Entries from a pointing dataset:
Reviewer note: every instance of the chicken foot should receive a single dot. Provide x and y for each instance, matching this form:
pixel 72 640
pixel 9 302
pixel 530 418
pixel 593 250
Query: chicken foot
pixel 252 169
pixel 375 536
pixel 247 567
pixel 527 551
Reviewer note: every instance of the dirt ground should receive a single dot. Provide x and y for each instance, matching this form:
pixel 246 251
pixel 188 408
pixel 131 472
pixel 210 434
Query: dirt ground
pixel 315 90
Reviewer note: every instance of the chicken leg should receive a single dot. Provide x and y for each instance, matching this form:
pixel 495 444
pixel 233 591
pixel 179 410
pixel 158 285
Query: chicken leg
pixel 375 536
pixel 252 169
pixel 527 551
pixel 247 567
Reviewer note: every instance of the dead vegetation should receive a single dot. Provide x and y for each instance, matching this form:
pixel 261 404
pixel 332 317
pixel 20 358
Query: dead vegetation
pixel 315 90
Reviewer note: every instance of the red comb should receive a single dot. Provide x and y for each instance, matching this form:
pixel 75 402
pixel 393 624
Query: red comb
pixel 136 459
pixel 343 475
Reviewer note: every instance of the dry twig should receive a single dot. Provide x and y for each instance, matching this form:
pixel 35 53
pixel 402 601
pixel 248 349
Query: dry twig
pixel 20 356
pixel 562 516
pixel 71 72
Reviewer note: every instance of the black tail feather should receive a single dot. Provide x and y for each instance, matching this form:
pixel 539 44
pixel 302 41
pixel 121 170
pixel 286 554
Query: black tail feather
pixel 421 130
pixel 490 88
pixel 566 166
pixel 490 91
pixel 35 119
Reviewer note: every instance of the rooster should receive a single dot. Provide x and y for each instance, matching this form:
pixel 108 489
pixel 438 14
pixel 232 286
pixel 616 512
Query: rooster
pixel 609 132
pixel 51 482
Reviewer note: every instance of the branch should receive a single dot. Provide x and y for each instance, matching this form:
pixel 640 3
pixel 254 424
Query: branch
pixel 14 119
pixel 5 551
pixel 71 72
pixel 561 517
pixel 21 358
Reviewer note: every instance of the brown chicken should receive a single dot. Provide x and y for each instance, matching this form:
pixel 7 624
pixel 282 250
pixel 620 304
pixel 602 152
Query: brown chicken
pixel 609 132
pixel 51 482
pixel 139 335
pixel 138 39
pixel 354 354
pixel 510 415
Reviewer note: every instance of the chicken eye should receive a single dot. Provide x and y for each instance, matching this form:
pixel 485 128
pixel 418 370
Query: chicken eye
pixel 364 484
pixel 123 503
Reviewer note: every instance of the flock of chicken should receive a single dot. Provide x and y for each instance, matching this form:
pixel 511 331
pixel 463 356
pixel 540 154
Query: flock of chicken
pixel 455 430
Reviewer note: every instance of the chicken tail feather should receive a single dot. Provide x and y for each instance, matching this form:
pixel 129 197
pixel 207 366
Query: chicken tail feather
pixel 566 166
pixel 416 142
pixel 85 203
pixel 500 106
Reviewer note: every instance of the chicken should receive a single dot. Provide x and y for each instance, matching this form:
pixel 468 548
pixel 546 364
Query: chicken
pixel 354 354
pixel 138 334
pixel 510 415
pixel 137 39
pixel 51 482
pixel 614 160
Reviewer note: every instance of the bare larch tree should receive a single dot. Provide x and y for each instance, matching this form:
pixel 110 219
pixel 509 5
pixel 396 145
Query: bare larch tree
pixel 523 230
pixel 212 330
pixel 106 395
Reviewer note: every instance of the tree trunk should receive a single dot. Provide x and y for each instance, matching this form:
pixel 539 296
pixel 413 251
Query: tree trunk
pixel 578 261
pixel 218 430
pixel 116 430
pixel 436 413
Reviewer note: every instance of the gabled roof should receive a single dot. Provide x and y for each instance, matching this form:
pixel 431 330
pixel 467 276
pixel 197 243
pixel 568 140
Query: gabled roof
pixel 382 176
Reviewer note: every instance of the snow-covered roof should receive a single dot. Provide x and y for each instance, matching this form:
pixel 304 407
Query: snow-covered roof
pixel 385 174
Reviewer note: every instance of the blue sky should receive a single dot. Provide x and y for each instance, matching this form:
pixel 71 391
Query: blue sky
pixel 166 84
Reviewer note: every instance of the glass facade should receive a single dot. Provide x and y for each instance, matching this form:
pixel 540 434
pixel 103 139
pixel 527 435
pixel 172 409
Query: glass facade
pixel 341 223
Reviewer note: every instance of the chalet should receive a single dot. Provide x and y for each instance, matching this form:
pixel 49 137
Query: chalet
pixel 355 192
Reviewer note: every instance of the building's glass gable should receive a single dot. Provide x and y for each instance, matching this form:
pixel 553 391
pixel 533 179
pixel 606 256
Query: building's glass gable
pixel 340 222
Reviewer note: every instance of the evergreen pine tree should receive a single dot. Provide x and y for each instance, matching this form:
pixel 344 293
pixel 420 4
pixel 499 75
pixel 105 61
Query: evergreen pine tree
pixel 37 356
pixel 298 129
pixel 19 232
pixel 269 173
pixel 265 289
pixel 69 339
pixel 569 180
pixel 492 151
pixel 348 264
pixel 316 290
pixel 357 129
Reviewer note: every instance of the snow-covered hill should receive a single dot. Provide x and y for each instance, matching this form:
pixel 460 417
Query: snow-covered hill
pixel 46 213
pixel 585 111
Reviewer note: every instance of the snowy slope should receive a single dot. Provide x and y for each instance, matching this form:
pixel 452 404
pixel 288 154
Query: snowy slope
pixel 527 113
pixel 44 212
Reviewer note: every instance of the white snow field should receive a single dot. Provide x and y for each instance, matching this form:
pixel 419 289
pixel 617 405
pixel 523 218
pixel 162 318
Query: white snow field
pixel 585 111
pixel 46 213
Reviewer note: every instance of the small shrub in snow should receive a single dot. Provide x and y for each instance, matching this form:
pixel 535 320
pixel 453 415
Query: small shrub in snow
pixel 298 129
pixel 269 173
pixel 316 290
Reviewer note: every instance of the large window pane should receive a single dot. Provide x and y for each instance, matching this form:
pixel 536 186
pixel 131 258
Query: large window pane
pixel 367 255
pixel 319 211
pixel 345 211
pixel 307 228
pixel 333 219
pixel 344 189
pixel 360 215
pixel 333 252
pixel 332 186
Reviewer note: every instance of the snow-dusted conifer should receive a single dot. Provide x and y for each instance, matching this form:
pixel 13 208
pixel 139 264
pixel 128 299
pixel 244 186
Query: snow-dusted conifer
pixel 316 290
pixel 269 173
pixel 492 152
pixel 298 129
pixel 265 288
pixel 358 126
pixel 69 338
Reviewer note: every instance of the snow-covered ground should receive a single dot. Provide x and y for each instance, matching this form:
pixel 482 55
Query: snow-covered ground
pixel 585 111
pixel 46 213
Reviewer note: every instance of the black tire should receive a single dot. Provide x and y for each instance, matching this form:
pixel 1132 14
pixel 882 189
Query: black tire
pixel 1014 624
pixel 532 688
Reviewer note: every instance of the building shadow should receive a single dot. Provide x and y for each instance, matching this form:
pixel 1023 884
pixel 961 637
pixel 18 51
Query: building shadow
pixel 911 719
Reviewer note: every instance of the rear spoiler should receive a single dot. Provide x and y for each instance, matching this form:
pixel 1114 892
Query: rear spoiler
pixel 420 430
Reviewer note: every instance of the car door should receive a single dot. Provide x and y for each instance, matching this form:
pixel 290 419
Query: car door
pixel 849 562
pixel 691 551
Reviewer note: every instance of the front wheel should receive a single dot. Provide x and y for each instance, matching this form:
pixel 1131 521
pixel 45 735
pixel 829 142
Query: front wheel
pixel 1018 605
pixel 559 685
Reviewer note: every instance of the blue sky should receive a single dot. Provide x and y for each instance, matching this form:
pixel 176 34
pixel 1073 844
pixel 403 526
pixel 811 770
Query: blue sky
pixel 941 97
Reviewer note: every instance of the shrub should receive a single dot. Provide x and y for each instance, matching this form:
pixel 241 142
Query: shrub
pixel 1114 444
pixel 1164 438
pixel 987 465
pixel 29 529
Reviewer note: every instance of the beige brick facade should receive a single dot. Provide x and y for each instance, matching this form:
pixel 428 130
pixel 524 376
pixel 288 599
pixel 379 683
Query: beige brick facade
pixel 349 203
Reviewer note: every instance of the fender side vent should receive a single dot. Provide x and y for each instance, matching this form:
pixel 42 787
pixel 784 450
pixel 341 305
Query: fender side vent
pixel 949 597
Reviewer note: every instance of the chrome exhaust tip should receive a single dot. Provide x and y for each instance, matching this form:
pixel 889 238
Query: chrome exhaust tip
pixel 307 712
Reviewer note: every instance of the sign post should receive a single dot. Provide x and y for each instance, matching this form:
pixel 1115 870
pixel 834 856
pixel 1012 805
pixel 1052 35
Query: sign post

**Short exercise:** Find the line that contains "Reviewer note: every instance of the fender". Repeat it and every line after it, exactly as written, up to and including the last line of the records above.

**Task output:**
Reviewer note: every instance of the fender side vent should receive a single dot. Provide x and y for each instance, matching this form:
pixel 42 787
pixel 784 450
pixel 341 305
Query: fender side vent
pixel 949 597
Reviewer note: every instance of the chrome exhaust tip should receive a single dot. Provide x and y for each instance, matching this form:
pixel 889 238
Query: chrome exhaust tip
pixel 307 712
Reviewer note: every instance of the sign post should receive a single dot. Provide x and y for each instance, matching this form:
pixel 1115 870
pixel 834 856
pixel 1012 805
pixel 1052 35
Query: sign post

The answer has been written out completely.